[[ DATA FOR PROCESSING, beginning ]]
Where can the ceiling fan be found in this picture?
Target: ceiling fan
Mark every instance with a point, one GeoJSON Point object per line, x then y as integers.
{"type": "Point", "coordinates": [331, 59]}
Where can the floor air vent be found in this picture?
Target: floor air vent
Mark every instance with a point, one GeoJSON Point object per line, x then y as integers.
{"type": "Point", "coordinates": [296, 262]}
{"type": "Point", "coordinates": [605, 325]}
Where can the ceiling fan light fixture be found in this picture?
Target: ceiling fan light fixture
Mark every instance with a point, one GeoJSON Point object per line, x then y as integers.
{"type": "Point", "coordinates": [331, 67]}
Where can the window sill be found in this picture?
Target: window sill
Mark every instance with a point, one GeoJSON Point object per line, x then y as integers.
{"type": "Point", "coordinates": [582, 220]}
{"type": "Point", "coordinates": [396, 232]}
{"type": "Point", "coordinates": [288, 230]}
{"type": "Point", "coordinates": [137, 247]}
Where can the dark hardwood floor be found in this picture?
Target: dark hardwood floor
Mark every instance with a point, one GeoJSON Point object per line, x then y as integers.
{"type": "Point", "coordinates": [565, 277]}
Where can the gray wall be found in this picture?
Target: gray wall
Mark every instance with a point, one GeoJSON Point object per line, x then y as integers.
[[ DATA FOR PROCESSING, end ]]
[[ DATA FOR PROCESSING, beginning ]]
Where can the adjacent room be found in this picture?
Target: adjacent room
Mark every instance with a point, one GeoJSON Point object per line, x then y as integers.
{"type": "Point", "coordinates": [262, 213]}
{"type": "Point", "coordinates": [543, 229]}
[[ DATA FOR PROCESSING, end ]]
EXERCISE DETAILS: Reproduce word for word the material above, beginning with the line that contains "Where can the ceiling fan light" and ending with the line that contains "Target: window sill".

OUTPUT OF THE TASK:
Where can the ceiling fan light fixture be found in this picture?
Target: ceiling fan light fixture
Mark every instance with a point, one GeoJSON Point object per line, x then y as integers.
{"type": "Point", "coordinates": [331, 67]}
Where can the window sill be found in this picture?
Target: window sill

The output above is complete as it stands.